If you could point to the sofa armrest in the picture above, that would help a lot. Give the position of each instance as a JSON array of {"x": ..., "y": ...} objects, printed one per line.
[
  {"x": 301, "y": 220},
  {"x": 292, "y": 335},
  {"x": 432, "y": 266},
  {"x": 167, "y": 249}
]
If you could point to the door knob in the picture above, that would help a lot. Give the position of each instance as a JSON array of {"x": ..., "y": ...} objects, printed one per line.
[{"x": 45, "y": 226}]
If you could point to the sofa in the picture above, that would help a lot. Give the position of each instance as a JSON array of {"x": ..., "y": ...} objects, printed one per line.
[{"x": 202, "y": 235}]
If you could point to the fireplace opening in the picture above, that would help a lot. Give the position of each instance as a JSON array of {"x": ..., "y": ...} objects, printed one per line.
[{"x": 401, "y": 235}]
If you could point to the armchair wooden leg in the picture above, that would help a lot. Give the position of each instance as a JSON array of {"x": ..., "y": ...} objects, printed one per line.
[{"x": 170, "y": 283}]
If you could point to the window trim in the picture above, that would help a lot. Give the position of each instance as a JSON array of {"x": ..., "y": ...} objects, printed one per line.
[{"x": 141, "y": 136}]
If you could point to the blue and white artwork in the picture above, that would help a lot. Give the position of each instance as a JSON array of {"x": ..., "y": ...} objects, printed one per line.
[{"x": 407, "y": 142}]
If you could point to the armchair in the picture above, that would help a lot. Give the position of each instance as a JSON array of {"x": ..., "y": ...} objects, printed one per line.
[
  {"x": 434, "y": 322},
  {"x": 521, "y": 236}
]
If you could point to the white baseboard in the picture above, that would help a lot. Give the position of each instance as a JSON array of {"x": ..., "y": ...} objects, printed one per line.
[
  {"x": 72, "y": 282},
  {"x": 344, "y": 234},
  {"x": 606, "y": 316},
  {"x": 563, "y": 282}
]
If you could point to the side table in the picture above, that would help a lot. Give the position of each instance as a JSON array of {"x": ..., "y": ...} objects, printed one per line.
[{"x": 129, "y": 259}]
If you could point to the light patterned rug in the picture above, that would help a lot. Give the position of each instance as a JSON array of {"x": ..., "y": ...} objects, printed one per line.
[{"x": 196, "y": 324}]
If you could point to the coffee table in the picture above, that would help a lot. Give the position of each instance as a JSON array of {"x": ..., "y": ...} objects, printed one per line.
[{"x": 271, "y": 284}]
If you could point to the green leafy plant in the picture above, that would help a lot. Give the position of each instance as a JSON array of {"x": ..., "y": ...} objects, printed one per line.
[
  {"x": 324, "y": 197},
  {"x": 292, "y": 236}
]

════

Task objective:
Copy each record from above exactly, and include every line.

Result of this task:
If you could point to the sofa armrest in the picture above, that would help a lot. Give the position of each instance as a JSON array of {"x": ..., "y": ...} objects, printed one per line.
[
  {"x": 301, "y": 220},
  {"x": 292, "y": 335},
  {"x": 432, "y": 266},
  {"x": 167, "y": 249}
]
If you could point to the door knob in the picture above, that would help a lot. Give the position of each instance as a JSON array of {"x": ..., "y": ...} objects, printed one per line.
[{"x": 45, "y": 226}]
If you could point to the sofa in the picture above, that would help a lot. Give the position of each instance as a JSON array of {"x": ..., "y": ...} objects, printed one per line.
[{"x": 202, "y": 235}]
If you could point to the fireplace opening in the picture above, that would help a lot. Give the position of each instance as a JSON array of {"x": ..., "y": ...} objects, printed one per line.
[{"x": 401, "y": 235}]
If you could point to the armchair wooden leg in the picture above, that would help a lot. Give the position of each instance as a JSON array of {"x": ..., "y": ...} objects, printed one per line.
[{"x": 170, "y": 283}]
If you could point to the window trim in the picture above, that would help a lot. Give the position of each instance as a JSON array of {"x": ..., "y": ...} objects, printed one per line.
[{"x": 141, "y": 136}]
If you could point to the blue and white artwork in the picture above, that would help a lot. Give the position of each instance as a JSON array of {"x": ..., "y": ...} objects, printed one per line.
[{"x": 407, "y": 142}]
If you could point to the armchair in the picture above, that would help a lot. Give the position of each instance as a JSON array of {"x": ..., "y": ...} objects, printed one per line.
[
  {"x": 434, "y": 322},
  {"x": 521, "y": 236}
]
If you could point to the white baseboard in the picture above, that would help a lot. Give the position of each instance as a JSON array of {"x": ..., "y": ...} objects, printed one per line.
[
  {"x": 72, "y": 282},
  {"x": 344, "y": 234},
  {"x": 606, "y": 316},
  {"x": 563, "y": 282}
]
If you could point to the side table in the picture above, that would help a lot. Give the position of each instance as a JSON array of {"x": ..., "y": ...} objects, printed one per line.
[{"x": 129, "y": 259}]
If you could point to the light patterned rug in the picture above, that would help a lot. Give the position of each instance as a JSON array of {"x": ..., "y": ...} objects, printed one per line.
[{"x": 196, "y": 324}]
If you could point to the coffee table in the picture above, that would help a lot. Give the position of each instance as a JSON array of {"x": ..., "y": ...} objects, printed one per line.
[{"x": 271, "y": 284}]
If you could point to the green leafy plant in the picture above, that would help a lot. Give the position of each instance as a JSON array of {"x": ..., "y": ...} objects, printed one per line.
[
  {"x": 324, "y": 197},
  {"x": 292, "y": 236}
]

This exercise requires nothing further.